TRAVAIL DEMANDÉ:
a. D'après le texte sur la rénovation, quel type de vitrage a été ajouté aux menuiseries extérieures ?
b. En vous appuyant sur le texte sur la rénovation, expliquez pourquoi les imperfections laissées à l'époque n'ont pas été corrigées.

TEXTE PROPOSÉ:

Les menuiseries extérieures en bois et métal, en très mauvais état, ont aussi été restaurées pour leur rendre leur aspect d’origine. « Nous avons ajouté du double vitrage aminci et certains panneaux de bois qui rythment les façades ont été renouvelés, car ils étaient complètement pourris. La cuisine d’origine avait en partie disparu. Mais nous avons pu la reconstruire avec l’autorisation du nouveau propriétaire et en utilisant les plans d’origine. » Certains autres éléments ont été exécutés à l’époque aussi bien que possible, mais pas tout à fait parfaitement. « Le propriétaire et nous pensons que cela a son charme, nous avons donc décidé de laisser les imperfections présentes. Une des raisons pour lesquelles nous avons laissé sa cheminée et les dos en osier intacts pour préserver l’atmosphère. Au final, nous n’avons pas non plus décapé les carrelages du mur et du plafond en terre cuite pour conserver la patine. En fait, tout est si fort en soi qu’il tolère peu de nouvelles interventions, comme cela arrive souvent avec une rénovation. Heureusement, ce n’était pas nécessaire ici, car la nouvelle destination en tant que bureau était parfaitement possible dans la configuration existante.

Annotations par points des photos
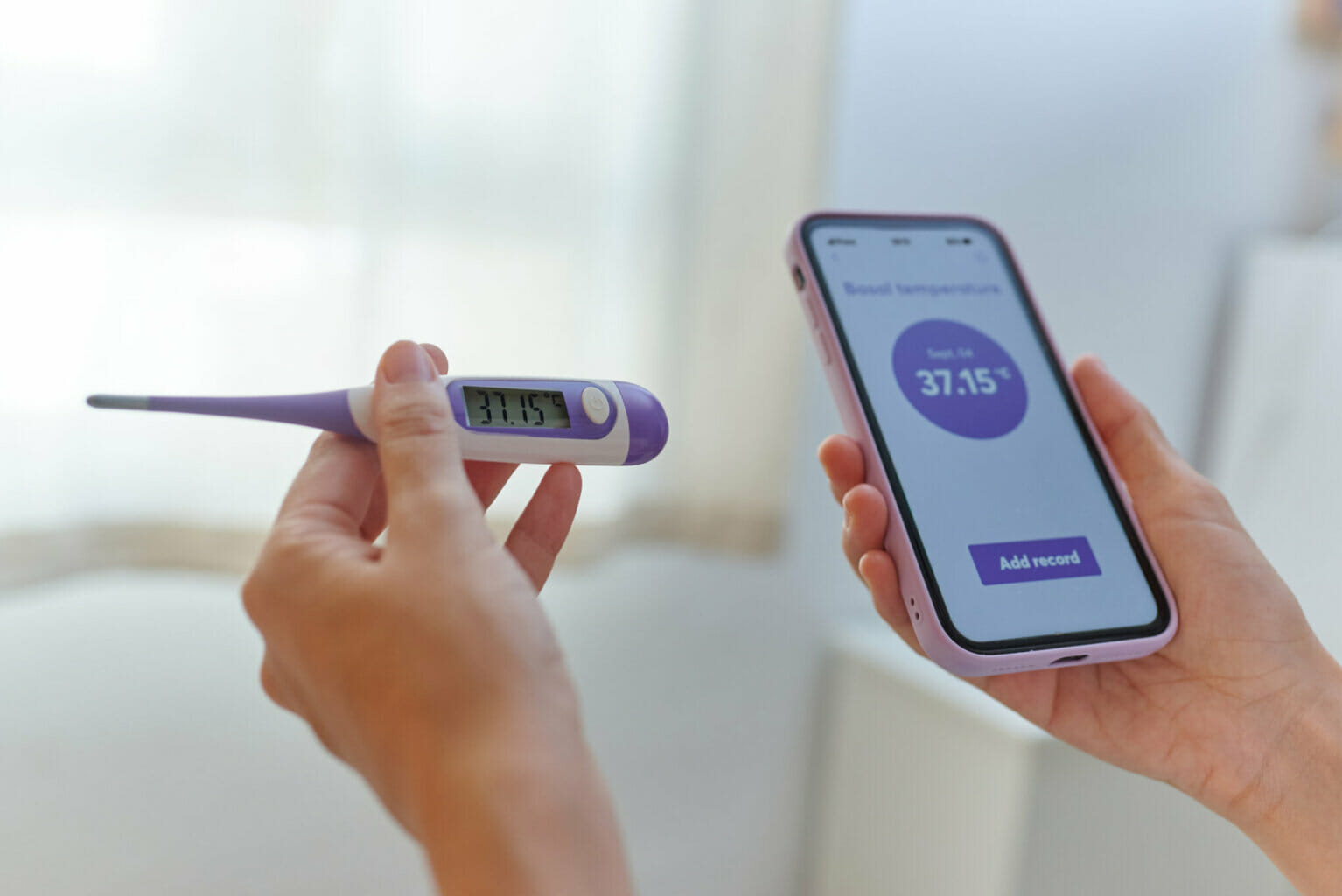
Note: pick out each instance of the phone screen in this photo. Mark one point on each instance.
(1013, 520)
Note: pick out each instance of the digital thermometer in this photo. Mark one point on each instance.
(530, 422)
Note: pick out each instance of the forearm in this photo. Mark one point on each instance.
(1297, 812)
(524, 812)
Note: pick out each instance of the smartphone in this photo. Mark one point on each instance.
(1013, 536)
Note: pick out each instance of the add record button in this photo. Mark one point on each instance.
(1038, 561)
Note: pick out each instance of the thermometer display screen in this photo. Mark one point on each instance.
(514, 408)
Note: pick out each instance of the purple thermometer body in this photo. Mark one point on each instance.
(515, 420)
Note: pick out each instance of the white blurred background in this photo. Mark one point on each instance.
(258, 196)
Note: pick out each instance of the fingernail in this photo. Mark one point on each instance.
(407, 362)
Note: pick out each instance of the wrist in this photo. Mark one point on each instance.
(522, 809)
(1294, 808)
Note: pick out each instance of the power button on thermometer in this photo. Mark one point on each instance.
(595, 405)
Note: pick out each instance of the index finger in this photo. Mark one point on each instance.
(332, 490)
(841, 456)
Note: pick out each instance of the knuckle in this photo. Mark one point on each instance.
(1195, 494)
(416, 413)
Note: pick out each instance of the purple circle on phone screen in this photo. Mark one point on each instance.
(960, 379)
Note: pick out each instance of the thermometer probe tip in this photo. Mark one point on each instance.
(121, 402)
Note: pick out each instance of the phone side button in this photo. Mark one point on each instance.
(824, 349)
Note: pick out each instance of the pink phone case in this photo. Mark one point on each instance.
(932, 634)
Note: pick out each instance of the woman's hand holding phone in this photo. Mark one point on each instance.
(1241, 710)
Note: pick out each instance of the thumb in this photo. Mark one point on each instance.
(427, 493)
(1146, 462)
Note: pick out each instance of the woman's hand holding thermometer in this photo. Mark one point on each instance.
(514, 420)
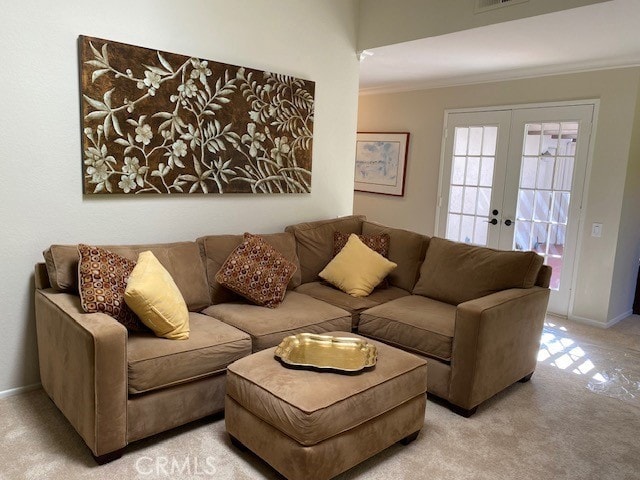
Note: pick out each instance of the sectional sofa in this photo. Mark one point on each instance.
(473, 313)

RÉPONSES ATTENDUES:
a. Du double vitrage aminci.

b. Le propriétaire et ceux qui ont mené la restauration estiment que ces imperfections ont leur charme. Ils ont donc décidé de les laisser telles quelles.